WORK TO BE COMPLETED:
Copy out every line from the rows below that contains the word "lawn", matching case exactly.

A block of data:
....................
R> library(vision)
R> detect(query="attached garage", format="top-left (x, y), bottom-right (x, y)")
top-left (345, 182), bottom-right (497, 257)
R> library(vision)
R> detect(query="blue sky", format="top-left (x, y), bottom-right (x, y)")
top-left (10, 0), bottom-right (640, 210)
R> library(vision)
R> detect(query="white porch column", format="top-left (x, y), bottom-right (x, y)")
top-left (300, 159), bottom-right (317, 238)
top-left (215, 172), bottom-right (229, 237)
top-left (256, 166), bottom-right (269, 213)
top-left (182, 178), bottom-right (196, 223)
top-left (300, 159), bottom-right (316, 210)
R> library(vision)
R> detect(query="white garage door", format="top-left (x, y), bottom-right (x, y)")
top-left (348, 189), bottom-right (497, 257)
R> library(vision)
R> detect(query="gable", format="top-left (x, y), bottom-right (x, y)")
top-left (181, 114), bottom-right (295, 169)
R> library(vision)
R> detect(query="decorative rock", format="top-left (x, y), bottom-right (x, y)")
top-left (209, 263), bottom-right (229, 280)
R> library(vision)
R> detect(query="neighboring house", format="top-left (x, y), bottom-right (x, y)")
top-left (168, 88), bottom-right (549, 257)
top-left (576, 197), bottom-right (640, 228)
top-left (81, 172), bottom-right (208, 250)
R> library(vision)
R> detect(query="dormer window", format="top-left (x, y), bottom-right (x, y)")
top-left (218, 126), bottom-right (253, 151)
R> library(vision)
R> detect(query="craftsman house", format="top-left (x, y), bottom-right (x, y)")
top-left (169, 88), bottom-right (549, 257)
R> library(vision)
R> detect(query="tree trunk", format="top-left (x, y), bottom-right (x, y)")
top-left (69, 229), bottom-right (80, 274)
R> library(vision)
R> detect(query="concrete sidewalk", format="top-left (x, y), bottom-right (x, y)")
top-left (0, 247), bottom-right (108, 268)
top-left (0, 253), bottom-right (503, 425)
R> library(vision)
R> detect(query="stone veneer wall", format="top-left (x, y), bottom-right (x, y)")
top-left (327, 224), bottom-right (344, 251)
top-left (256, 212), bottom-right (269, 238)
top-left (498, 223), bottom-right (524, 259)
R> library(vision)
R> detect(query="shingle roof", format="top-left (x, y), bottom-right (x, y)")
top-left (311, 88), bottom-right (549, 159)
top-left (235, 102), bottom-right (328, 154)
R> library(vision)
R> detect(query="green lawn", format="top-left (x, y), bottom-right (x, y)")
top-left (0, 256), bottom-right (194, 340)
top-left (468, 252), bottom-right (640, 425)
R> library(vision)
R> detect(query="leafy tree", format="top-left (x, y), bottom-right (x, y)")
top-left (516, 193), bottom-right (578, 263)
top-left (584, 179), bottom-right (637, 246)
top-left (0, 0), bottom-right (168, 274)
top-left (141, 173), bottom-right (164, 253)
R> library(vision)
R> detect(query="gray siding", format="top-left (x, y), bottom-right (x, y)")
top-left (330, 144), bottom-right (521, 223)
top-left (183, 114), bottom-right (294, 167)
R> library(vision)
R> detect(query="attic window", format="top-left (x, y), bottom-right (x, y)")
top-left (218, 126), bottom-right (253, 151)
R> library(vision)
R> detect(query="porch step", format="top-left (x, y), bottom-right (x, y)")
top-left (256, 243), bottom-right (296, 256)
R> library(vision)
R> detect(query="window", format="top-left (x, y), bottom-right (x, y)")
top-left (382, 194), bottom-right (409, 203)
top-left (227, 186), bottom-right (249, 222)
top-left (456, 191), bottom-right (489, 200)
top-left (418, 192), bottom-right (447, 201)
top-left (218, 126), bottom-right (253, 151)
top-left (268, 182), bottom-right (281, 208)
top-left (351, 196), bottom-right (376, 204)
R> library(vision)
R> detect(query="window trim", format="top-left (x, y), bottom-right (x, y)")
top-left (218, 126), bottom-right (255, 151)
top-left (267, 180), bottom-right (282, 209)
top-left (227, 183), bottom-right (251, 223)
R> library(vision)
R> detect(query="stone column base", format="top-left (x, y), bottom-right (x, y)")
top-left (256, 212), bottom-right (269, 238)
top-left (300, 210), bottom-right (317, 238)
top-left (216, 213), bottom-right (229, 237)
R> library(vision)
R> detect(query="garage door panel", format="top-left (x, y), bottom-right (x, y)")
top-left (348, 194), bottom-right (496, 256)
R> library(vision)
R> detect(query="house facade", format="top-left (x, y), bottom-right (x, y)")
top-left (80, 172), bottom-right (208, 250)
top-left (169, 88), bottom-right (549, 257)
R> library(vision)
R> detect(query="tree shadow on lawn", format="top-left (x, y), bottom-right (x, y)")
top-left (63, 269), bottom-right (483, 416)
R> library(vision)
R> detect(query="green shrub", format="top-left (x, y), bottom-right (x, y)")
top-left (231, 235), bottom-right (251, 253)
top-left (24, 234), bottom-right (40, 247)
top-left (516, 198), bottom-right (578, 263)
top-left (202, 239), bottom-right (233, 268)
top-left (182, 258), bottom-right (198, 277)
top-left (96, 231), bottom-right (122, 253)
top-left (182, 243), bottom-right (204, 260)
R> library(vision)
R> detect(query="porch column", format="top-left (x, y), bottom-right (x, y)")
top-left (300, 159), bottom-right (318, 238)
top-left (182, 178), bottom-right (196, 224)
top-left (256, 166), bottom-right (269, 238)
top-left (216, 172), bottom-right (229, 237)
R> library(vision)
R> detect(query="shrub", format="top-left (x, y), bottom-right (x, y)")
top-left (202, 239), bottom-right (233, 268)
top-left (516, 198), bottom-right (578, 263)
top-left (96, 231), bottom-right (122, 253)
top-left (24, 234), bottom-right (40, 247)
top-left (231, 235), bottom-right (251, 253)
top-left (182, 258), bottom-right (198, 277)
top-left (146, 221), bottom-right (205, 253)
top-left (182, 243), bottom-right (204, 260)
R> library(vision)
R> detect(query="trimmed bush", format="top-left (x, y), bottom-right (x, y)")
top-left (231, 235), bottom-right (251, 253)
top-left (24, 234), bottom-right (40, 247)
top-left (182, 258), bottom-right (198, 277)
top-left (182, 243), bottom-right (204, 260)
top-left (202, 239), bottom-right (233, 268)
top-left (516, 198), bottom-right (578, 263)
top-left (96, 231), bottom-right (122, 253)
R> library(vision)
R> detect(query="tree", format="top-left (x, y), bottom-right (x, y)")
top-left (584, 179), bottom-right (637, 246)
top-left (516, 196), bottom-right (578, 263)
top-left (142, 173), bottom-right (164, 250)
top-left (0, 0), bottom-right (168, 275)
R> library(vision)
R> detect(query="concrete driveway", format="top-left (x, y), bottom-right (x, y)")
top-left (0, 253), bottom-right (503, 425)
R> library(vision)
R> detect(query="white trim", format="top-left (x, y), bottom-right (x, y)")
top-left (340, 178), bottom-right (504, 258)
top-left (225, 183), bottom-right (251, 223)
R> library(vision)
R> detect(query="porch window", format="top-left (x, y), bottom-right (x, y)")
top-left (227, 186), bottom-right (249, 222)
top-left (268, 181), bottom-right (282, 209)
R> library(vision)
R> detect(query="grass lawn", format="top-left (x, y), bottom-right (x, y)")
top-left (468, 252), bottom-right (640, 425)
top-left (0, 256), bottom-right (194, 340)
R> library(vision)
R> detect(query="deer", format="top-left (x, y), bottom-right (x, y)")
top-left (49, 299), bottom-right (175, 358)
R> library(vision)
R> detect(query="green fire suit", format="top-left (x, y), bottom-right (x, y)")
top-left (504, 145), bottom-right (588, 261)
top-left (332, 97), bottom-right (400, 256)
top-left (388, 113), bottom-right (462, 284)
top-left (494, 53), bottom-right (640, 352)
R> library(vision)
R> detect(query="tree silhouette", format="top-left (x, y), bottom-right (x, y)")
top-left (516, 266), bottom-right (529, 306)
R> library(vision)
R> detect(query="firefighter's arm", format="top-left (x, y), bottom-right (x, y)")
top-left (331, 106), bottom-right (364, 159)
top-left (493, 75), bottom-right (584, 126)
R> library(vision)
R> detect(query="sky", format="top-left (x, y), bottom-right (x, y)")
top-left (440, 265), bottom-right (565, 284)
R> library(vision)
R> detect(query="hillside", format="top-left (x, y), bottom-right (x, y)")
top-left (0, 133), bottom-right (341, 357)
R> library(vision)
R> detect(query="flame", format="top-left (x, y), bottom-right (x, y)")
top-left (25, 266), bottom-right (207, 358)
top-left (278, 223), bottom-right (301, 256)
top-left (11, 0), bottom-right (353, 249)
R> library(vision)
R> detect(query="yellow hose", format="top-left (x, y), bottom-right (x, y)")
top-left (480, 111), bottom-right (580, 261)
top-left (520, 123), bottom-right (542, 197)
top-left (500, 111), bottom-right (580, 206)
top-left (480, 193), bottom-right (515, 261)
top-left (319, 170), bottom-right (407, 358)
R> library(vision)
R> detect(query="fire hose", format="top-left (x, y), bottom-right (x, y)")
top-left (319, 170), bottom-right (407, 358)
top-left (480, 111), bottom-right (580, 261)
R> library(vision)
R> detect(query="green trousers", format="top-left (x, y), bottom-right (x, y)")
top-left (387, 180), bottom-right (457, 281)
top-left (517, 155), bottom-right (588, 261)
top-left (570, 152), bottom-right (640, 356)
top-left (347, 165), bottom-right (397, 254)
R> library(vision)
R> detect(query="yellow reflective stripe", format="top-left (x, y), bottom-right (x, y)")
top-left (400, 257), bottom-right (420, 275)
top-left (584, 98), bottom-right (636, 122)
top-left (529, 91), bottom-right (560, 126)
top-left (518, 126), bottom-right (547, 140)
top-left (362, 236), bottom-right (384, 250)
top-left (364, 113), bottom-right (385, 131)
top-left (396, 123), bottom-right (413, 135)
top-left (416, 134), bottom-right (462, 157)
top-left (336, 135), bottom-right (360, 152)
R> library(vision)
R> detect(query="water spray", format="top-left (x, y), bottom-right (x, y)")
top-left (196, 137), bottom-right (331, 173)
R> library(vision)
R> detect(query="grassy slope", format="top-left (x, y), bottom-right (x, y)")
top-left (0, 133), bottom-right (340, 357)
....................
EXERCISE SOLUTION:
R> detect(query="green lawn", format="top-left (x, y), bottom-right (x, y)")
R> detect(query="tree shadow on lawn", format="top-left (x, y), bottom-right (x, y)")
R> detect(query="grass lawn", format="top-left (x, y), bottom-right (x, y)")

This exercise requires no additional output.